Page start
BLOOMINGTON, Ind. — FTR’s Shippers Conditions Index (SCI) rose to a good positive reading in June of 8.8, up two points from the updated May measure.  The June SCI reading is the strongest since February 2016.

Freight-related indicators are mixed, FTR said.

Manufacturing is growing very slowly, and construction is weaker. However, consumer spending remains strong.  Truckload rates are about 7.5% below 2019 with spot rates down nearly 18% whereas less-than-truckload rates have been higher this year.

Both are expected to decline in 2020.   Intermodal rates continue to be soft with rail expecting 5% growth in 2019.

“The relatively weak rate environment for truckload allows it to compete more effectively with intermodal,” said Todd Tranausky, vice president of rail and intermodal at FTR. “Intermodal volumes have been stymied by trade headwinds, changes in rail service offerings, overall rail service levels, and the weak truck market. International and domestic intermodal each struggled in June with weak results.”
Page end
Instructions:
- A) Answer these questions about the freight conditions article:
(i) What was the Shippers Conditions Index reading for June?
(ii) By about how much were truckload spot rates down?
(iii) What position does Todd Tranausky hold at FTR?
- B) Reproduce word for word the passage of the freight conditions article starting with "Manufacturing is growing" and going on through "growth in 2019.".
Supplied data start
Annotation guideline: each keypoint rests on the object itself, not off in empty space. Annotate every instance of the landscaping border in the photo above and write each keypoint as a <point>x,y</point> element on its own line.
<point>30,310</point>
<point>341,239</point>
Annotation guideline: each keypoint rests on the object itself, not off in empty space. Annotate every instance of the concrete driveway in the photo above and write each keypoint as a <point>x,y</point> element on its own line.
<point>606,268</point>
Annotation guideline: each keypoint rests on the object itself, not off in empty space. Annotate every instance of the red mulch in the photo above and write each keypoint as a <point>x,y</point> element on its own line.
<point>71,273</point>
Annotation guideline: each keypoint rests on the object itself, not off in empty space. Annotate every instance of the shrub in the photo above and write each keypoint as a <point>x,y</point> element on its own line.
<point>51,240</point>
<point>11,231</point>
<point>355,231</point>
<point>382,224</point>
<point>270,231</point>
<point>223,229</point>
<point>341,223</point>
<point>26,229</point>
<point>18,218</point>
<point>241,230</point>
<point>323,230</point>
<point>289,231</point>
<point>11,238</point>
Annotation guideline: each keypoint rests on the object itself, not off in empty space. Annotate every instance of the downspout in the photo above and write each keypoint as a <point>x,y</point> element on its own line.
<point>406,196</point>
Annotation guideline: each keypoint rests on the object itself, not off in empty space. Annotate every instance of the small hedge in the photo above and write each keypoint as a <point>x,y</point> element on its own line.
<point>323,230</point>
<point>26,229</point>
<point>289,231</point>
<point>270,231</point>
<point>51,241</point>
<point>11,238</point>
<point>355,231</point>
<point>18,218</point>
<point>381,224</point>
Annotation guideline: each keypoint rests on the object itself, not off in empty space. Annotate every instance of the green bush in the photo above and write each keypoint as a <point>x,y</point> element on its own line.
Supplied data end
Supplied data start
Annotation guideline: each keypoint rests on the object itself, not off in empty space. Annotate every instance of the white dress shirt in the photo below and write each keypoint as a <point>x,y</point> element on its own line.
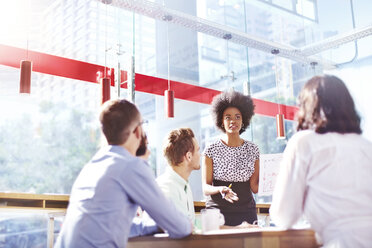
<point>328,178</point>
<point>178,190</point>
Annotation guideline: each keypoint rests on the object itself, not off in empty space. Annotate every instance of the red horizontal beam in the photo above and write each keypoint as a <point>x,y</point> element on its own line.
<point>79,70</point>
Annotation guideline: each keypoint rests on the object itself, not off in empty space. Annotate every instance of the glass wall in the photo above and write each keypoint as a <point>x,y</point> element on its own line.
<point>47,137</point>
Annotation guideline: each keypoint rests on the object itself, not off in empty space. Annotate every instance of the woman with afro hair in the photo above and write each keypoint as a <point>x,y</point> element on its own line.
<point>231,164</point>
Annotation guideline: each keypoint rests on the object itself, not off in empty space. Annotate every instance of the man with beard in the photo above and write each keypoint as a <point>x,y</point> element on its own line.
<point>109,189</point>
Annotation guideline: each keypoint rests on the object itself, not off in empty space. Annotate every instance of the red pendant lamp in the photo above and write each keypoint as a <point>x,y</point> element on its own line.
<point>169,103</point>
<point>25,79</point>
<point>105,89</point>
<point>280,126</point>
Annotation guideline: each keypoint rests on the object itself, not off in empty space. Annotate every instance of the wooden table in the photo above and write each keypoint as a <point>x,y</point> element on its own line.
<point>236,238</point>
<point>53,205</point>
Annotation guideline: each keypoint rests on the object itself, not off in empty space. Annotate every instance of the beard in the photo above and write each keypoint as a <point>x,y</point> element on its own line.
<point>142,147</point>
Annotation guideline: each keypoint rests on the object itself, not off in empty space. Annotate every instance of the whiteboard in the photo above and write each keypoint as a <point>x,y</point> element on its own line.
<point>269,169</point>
Supplied data end
Exercise responses:
- A)
(i) 8.8
(ii) Nearly 18%
(iii) Vice president of rail and intermodal

- B)
Manufacturing is growing very slowly, and construction is weaker. However, consumer spending remains strong.  Truckload rates are about 7.5% below 2019 with spot rates down nearly 18% whereas less-than-truckload rates have been higher this year.

Both are expected to decline in 2020.   Intermodal rates continue to be soft with rail expecting 5% growth in 2019.